--- START ---
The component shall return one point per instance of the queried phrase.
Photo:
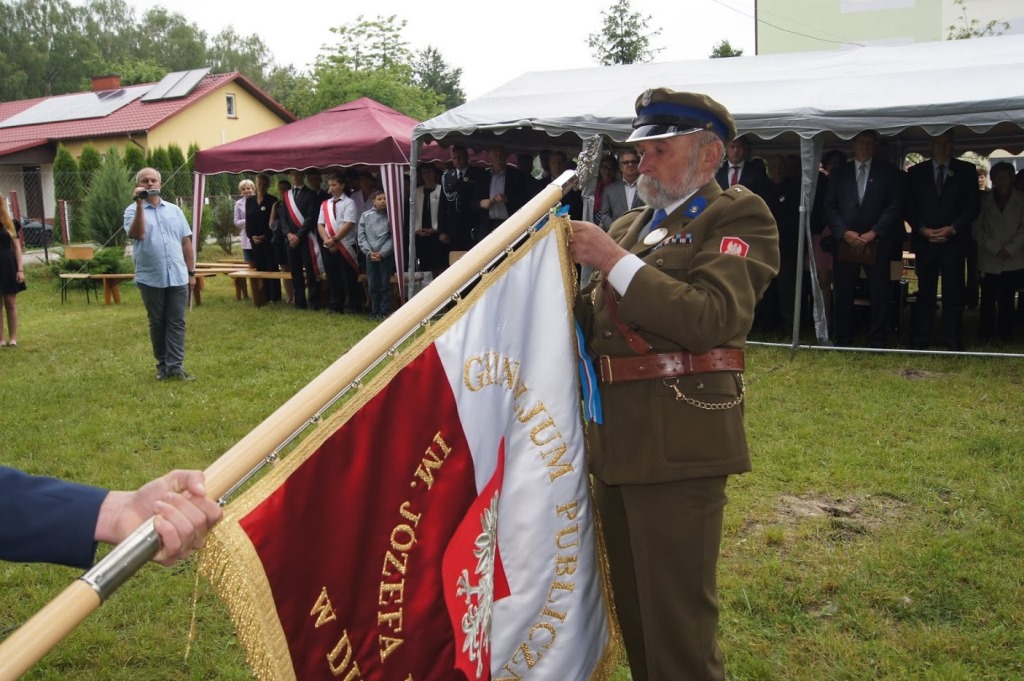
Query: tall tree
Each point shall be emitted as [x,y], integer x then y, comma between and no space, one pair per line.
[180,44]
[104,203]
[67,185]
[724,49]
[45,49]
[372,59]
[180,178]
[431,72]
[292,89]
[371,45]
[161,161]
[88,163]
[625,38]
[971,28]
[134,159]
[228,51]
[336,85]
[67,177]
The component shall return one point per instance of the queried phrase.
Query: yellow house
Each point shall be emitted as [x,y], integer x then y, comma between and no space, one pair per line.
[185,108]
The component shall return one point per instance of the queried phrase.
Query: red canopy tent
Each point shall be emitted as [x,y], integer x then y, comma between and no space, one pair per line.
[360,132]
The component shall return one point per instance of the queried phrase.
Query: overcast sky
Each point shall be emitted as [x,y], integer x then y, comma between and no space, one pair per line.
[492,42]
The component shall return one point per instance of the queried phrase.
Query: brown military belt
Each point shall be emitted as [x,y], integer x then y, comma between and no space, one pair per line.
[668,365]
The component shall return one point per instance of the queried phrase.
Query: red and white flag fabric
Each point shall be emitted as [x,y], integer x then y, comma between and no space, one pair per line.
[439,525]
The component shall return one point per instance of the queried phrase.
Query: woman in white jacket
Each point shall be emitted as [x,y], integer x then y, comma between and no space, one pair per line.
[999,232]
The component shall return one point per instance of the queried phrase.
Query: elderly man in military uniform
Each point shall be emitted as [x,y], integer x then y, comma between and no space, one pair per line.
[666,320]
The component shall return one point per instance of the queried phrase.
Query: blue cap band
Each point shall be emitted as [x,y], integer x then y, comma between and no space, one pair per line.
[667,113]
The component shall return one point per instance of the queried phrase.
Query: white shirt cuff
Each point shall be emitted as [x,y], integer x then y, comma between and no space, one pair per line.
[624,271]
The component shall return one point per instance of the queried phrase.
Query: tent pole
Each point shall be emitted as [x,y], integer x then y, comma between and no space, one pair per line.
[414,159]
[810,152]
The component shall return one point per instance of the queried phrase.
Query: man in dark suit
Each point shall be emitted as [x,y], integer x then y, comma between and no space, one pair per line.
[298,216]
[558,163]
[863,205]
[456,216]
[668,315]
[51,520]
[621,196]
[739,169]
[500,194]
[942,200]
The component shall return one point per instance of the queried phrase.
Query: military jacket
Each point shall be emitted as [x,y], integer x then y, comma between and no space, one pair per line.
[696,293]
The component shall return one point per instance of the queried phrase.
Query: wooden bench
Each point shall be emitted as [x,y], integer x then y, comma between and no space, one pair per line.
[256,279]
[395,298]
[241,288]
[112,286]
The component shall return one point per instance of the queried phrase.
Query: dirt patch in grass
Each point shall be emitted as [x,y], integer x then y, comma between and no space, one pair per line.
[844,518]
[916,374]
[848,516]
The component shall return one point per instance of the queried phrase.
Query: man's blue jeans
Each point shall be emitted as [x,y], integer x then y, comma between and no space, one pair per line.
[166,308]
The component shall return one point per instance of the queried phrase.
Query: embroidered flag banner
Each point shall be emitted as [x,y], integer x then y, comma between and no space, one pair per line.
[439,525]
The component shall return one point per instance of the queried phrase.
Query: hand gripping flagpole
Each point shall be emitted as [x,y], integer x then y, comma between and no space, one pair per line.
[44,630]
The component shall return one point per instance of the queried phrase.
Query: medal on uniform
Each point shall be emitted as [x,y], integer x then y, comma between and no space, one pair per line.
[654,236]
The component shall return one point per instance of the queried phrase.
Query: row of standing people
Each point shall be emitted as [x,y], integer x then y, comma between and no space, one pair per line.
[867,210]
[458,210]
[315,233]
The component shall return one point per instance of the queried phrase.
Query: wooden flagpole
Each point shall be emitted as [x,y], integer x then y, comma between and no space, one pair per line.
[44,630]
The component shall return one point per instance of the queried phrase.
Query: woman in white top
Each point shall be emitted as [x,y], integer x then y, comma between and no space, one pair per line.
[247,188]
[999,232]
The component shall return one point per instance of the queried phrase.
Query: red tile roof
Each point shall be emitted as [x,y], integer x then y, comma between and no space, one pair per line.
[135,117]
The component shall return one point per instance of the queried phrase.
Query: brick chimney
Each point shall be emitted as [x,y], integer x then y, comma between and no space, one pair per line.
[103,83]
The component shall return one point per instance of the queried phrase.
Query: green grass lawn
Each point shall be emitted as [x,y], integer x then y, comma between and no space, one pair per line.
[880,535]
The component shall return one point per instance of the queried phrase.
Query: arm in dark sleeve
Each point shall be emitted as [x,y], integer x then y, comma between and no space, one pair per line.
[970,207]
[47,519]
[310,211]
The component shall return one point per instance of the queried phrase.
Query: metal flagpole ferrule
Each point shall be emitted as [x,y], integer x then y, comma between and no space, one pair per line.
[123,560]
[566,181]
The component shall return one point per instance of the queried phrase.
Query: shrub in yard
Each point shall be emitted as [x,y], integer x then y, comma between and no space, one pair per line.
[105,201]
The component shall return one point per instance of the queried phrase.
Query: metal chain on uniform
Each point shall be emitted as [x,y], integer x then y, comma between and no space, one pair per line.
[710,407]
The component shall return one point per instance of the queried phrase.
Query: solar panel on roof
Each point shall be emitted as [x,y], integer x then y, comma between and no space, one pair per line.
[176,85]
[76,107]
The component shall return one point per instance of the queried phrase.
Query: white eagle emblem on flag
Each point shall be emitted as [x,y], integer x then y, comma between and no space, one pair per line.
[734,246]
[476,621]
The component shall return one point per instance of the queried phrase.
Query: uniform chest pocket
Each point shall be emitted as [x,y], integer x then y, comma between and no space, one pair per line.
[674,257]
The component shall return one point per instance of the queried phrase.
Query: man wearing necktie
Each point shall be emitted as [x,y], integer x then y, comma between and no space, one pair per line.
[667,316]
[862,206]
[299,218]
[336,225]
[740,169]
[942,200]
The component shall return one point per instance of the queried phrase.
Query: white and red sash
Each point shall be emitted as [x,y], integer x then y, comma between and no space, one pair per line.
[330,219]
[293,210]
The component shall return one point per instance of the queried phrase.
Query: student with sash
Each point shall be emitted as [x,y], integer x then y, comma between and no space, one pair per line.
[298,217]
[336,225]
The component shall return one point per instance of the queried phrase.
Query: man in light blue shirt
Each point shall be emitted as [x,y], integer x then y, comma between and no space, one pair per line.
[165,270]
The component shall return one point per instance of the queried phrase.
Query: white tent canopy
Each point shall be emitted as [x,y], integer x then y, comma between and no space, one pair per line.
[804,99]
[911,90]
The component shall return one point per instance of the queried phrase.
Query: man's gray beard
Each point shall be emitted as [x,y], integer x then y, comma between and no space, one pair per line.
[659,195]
--- END ---
▶ _Assigned task_: Pictures stay out; reproduce every line of the records exactly.

▶ _Response area_:
The component shall return one point per instance of the queried phrase.
Photo:
Query: tall tree
Each point shall be emitted as [x,y], integer x then y, comma between and no space, one pair per line.
[180,44]
[104,203]
[67,185]
[724,49]
[45,49]
[372,59]
[180,178]
[431,72]
[292,89]
[371,45]
[161,161]
[88,163]
[625,38]
[971,28]
[134,159]
[228,51]
[336,85]
[67,177]
The component shall return one point per instance of the queried phrase.
Query: yellow house
Each point shall be emitted as [x,y], integer x then y, comma between and no space, one pair per line.
[185,108]
The component shall return one point per instance of the queried phrase.
Query: red canopy tent
Each point shall be emitted as [x,y], integer x then y, comma between and no space, one pair per line.
[360,132]
The component shall return one point per instance of the queried phrase.
Query: overcast sky
Each point shall be emitted as [x,y], integer x then y, comma between and no space, one pair per line.
[492,42]
The component shall return one point per instance of the queried phrase.
Query: brown military belt
Each point shall be emitted as [x,y], integer x then y, comma between and no space, one pair per line.
[668,365]
The component shall return one point per instance of the queried phrase.
Query: red and white flag fabric
Each point shall be emitted as [x,y], integer x then y, comma between and no space, one pair per line.
[439,525]
The component shall return one point per instance of the queried phrase.
Query: woman in white jacket
Each point shall be emitted as [x,y], integer x then y, comma between and no space, one pair per line.
[999,232]
The component shall return one point per instance of the queried phrase.
Query: elderly man in military uniform
Each point shall be emitted as [x,y], integer x then y, comma between and no space, one pair per line.
[666,320]
The component shall return one point per instance of the queried phrase.
Query: blue cap band
Each point shall be emitted as [x,y], integer x then y, comma between and no space, one pair per line.
[667,113]
The component shall return one point per instance of the queried phrase.
Query: white shirt cuff
Each point shall be emitted as [x,y], integer x then y, comma between and no space, one pair per line.
[624,271]
The component shall return one point per instance of the queried phrase.
Query: tent pole
Each point shall be emitted as [x,y], integer x then y, comma between and no space, one pair per line.
[414,159]
[810,152]
The component shall return one point per instance of the queried phrase.
Query: man in dark suit
Each point shall be emitted as [x,y], integer x then y, comma between and no space, one pair per line.
[298,216]
[558,163]
[863,205]
[456,216]
[668,315]
[51,520]
[621,196]
[739,169]
[500,194]
[942,200]
The component shall return one point per instance of the queried phrase.
Query: military jacket
Each point shall be emitted as [x,y], integer x then y, comma between and no space, one pair per line.
[696,293]
The component shall return one point per instance of the queried phrase.
Query: wooden bench
Each point shall be emitted as [x,y], integer x then y, comma between and no space, one pair per line.
[256,279]
[395,298]
[241,288]
[112,286]
The component shall return one point per instance of the queried phrase.
Query: dirt patch in grass
Each point shall be emitted as [x,y], integer x then y, comma between and no space, one pair per line.
[844,518]
[916,374]
[848,516]
The component shall return one point per instance of the queried phrase.
Query: man's blue jeans
Each point shall be emitted as [x,y], integer x then y, comma between and no space, one pair per line.
[166,308]
The component shall return one point per instance of the queried phrase.
Query: embroidered flag banner
Each point shall be emitted as [x,y], integer x then y, comma between and no space, one pair per line.
[439,525]
The component shall return one point per instance of the queried phrase.
Query: hand gripping flagpole
Each point shall be emitted as [x,y], integer x then y, comma between and no space, one pair per line.
[44,630]
The component shall return one point per instance of the queried phrase.
Query: medal on uniform
Each point shall be emitted as [x,y], integer x then y, comma between and no space, one pair per line.
[654,236]
The component shall return one point per instance of the queried phrase.
Query: row of standing people
Each point shall be emitted as [x,y], integer x then y, comma between and no space, one pair per line.
[867,210]
[458,210]
[315,233]
The component shall return one point per instance of the queried phrase.
Query: wooden flagpole
Each point shall be emitted as [x,y], integer x then y, comma between and no space, one pair per line.
[44,630]
The component shall return one point per instance of the queried phrase.
Query: woman in white top
Each point shall be emitted as [x,y], integer x then y, comma between and no space, one pair per line.
[247,188]
[999,232]
The component shall return one point per instance of the queried phrase.
Query: red tile roof
Each point shall be emitted as [x,y], integer x then y, comma between and no space, one pair per line.
[135,117]
The component shall return one point per instance of the queried phrase.
Query: brick chimney
Each point shall be emitted as [x,y], integer x then y, comma between and no space, one pair per line.
[103,83]
The component shall return one point per instance of the queried phrase.
Query: green grass lawn
Each point shall be emitted as [x,y], integer x then y, comma between and no space, one pair per line.
[880,535]
The component shall return one point per instance of the queried phrase.
Query: arm in dark sleeve
Each point shall be emitted as [x,y], integer x then y, comma between and no space, one pair per line.
[970,207]
[47,519]
[310,211]
The component shall return one point per instance of the queried phrase.
Query: metal flagpole ferrule
Each point shall be emitted as [x,y], integer x then y, comma between and no space, one pair per line.
[123,560]
[566,181]
The component shall return one point per instance of the queried phrase.
Query: shrub in yard
Each point shall be emitted as [x,y], integer x then y, comma between and no space, one pair per line.
[105,201]
The component shall return one point per instance of the queried phrase.
Query: metal chain on uniform
Each point shall be emitted as [x,y], integer x then y, comma between and no space, one pair per line.
[710,407]
The component shall return one point per instance of the queried phrase.
Query: solar panel on roof
Each point shall be emitted as [x,y], integer x then y, comma between and no space, one pair per line.
[176,85]
[76,107]
The component shall return one point per instance of the queried phrase.
Query: white eagle emblem on flag
Each point shall be emitted as [x,y], integer x then y, comma between and no space, one pair per line.
[734,246]
[476,621]
The component shall return one point per instance of the queried phrase.
Query: uniform chest pocket
Each point shall be emitted as [x,y], integer x then y, comma between and no space, one pair per line.
[674,257]
The component shall return one point per instance of the queried phrase.
Query: man wearing necktie
Each point shall be emitted as [x,y], integer x then y, comma between and no space, one pair per line.
[667,316]
[862,206]
[299,218]
[336,225]
[740,169]
[942,200]
The component shall return one point per instance of the queried phrase.
Query: white and red sash
Each point shall be emitted as [x,y], integer x then y, comma between and no space, one pair per line.
[330,219]
[293,210]
The component shall return one point per instance of the queried phrase.
Query: student with sash
Each point shall be emitted as [x,y], integer x then y, comma between and no space, one pair per line.
[298,217]
[336,225]
The component shall return one point per instance of the queried phrase.
Query: man in light blue shirt
Each point shall be emitted as [x,y], integer x then y, comma between and no space, one pair per line.
[165,270]
The component shall return one point per instance of the queried phrase.
Query: white tent canopy
Each point shall be emitted as [x,y], integer x then y, comma between and no space, one pair per line.
[804,99]
[911,90]
The component shall return one point per instance of the queried phrase.
Query: man's gray beard
Each point shall be emitted as [x,y], integer x then y, comma between and no space, one pair per line.
[659,195]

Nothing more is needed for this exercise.